Exercise description:
Copy every line of the records below word for word, leaving out the pictures.

The input:
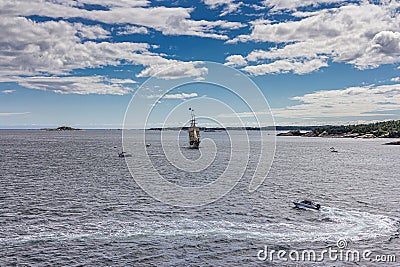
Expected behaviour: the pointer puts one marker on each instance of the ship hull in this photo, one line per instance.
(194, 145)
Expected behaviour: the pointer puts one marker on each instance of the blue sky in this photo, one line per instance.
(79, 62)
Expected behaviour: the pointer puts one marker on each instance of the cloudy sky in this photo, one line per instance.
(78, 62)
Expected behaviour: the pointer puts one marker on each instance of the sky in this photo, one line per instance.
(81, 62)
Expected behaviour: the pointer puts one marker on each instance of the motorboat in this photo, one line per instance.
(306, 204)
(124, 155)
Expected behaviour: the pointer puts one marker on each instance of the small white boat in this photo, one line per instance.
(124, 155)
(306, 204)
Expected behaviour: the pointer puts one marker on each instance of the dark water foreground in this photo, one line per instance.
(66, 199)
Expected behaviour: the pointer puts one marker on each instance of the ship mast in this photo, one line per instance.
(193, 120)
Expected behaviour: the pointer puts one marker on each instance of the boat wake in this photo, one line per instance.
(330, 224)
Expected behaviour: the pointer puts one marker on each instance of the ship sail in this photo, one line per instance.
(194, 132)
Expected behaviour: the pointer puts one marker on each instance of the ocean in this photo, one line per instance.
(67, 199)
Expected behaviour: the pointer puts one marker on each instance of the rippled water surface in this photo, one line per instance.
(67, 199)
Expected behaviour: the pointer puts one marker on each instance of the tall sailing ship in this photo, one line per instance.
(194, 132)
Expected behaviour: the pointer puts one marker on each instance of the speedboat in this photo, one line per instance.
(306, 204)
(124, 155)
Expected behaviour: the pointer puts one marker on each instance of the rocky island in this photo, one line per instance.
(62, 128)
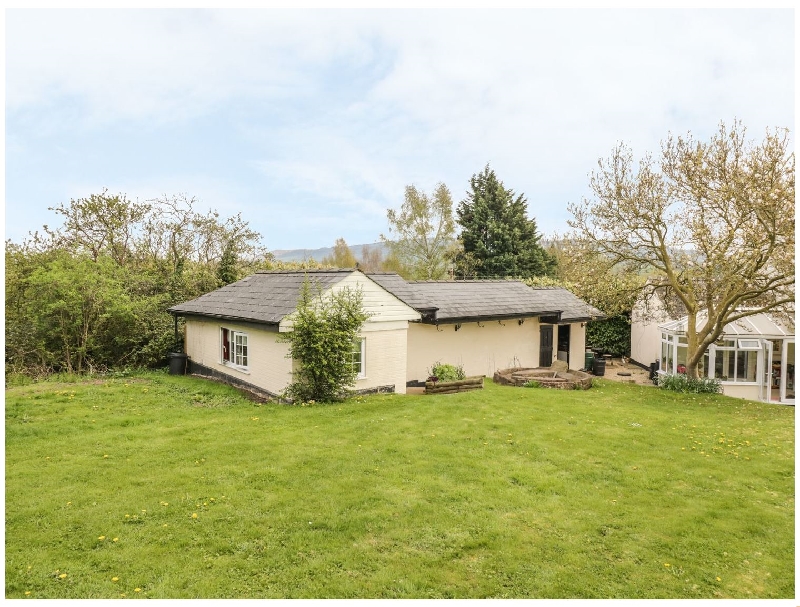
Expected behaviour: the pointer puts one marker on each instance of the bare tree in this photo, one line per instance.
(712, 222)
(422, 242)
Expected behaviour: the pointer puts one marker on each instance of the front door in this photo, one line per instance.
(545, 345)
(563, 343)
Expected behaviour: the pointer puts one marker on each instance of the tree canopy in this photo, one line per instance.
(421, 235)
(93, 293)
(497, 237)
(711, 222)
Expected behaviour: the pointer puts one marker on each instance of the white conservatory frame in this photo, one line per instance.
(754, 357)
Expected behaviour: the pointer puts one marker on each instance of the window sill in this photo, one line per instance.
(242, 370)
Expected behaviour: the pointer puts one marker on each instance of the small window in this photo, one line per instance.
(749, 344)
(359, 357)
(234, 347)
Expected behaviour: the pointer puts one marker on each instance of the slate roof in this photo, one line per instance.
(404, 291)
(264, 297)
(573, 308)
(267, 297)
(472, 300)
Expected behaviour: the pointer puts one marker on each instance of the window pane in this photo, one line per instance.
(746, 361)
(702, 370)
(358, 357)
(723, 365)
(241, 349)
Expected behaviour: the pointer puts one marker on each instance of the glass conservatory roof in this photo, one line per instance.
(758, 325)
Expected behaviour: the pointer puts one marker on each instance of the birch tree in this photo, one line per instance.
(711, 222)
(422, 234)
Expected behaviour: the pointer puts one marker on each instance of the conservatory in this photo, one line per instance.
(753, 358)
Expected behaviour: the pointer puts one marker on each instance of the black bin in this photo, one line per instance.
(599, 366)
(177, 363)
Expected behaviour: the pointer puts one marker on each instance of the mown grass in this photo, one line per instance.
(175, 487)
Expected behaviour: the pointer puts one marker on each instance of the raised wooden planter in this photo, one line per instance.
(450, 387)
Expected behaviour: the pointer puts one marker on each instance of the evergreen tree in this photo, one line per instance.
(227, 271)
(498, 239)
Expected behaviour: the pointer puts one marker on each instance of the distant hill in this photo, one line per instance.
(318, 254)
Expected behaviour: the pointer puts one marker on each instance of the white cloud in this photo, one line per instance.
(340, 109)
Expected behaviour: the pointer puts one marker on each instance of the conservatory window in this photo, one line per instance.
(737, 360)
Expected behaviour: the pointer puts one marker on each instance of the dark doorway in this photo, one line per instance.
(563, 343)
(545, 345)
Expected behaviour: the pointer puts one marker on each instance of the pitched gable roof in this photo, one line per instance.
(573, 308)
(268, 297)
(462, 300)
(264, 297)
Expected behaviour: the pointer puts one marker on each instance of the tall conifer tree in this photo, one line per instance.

In response:
Expected behaviour: the pointer puts one marker on each instance of the ship hull in this photo, one line per instance.
(194, 145)
Expected behaviour: the pointer puts one marker on each instance of the blue sky in this photo, one line per instance.
(79, 62)
Expected behaviour: the pointer puts one marker on each instance of the cloudy sky in this photo, one line per instance.
(78, 62)
Expected behaviour: the pointer puts one marker on each instance of the sky in this photo, one line per instance.
(81, 62)
Expected behaviour: the pointer puts one marker on each instance of the motorboat in this photo, one line per instance.
(306, 204)
(124, 155)
Expected behaviour: the pointer puts one marker on each instance of the small white boat in this photo, one line per instance.
(124, 155)
(306, 204)
Expected behaviour: the pointer puts one marker on each instance of the dark water foreground in this photo, one line per instance.
(66, 199)
Expected behaviour: the pointer puts one marker on each instance of the ship mast in this photo, one line per instance.
(193, 120)
Expected behaviour: the pointer puts one marker on each instance of the boat wake in this photo, one line per instance.
(330, 224)
Expected behaviour: the pointer puts one marker on each instance of the ship sail in this photo, one line per instance.
(194, 132)
Expected behaviour: the pointer puts one marker on each instance of the ocean in this photo, one line per instance.
(67, 199)
Expected behaviour: the pointer puts one marker on each instance of the rippled water surface in this photo, one line per instance.
(67, 199)
Expected behaviour: the pointer puts one marker on each instance of the tall sailing ship in this photo, one line per instance.
(194, 132)
Expected behaviour: the pointer puts one marker on each instance of the speedboat in this photo, one line per instance.
(306, 204)
(124, 155)
Expected behaviour: the pointer puts one marker on each instance of the rocky island in this photo, one line per instance.
(62, 128)
Expected behaviour: the pointer puts one marker on each instance of the bare tree in this photo, one line per instance.
(712, 222)
(422, 242)
Expected behaviour: the pointer puts one marker on each instance of the front door in this photo, one line per instance.
(545, 345)
(563, 343)
Expected behaviour: the pointer puts one marker on each instance of the tree canopy in this photo, one line per instance.
(421, 235)
(93, 293)
(497, 237)
(711, 222)
Expected behaviour: the pointer puts one marker on each instance of the white conservatory frame in this photo, one line per instance.
(754, 357)
Expected behaviour: the pointer puts one marker on each instance of the window sill in this photo, one line per instance.
(242, 370)
Expected behaviour: the pointer puts one marker on each instance of the small window in this photo, one line per instance.
(749, 344)
(359, 357)
(234, 347)
Expected behaviour: the pointer puts one marker on each instance of the slate roof in this photo, one line per instance.
(404, 291)
(264, 297)
(573, 308)
(267, 297)
(472, 300)
Expected behaviour: the pointer puts one marker on each instance of the window pane in this photo, one line per instance.
(746, 361)
(702, 370)
(358, 357)
(723, 365)
(241, 349)
Expected behaviour: the pointer puts one marker on each instance of the glass conservatory roof in this photo, one line per instance.
(758, 325)
Expected behaviour: the pointer puts one marker on each instance of the birch tree in this photo, one line per instance.
(711, 222)
(422, 234)
Expected behaviour: the pointer puts one marker on each instance of the conservatory in this photo, one line per instance.
(753, 358)
Expected behaviour: the pointer puts one marker on each instance of the black bin in this photo, one line per instance.
(599, 366)
(177, 363)
Expected behaviour: the pointer puts one marker on each instance of the mown grass in this photo, one line per instance.
(175, 487)
Expected behaviour: the pointer puts one marker on each instance of the raised wooden planter in this photo, one line per instance.
(450, 387)
Expected behaviour: the pointer puts one marker on each instance of the evergreen tree in this photo, one line per instance.
(227, 271)
(498, 239)
Expected behaviour: the pointer puts one marker on each instance of the distant hill in this photo, one line per instance.
(318, 254)
Expected behaviour: the pointer puts one marker on each instance of the white cloud in this photo, one line per instance.
(340, 109)
Expected behaviour: the pointer puts one marker on each instance of the conservatory window in this photo, one line per instance.
(737, 360)
Expected behaviour: the pointer puts one marker on each instance of the dark doorway in this photo, one line per instance.
(563, 343)
(545, 345)
Expected behaviour: the pointer puts one marker on each instance of the pitched gable roof in this photo, one line per instance.
(573, 308)
(268, 297)
(462, 300)
(264, 297)
Expected behaviour: the pointer puts one marker on each instance of the tall conifer tree in this photo, one line per instance.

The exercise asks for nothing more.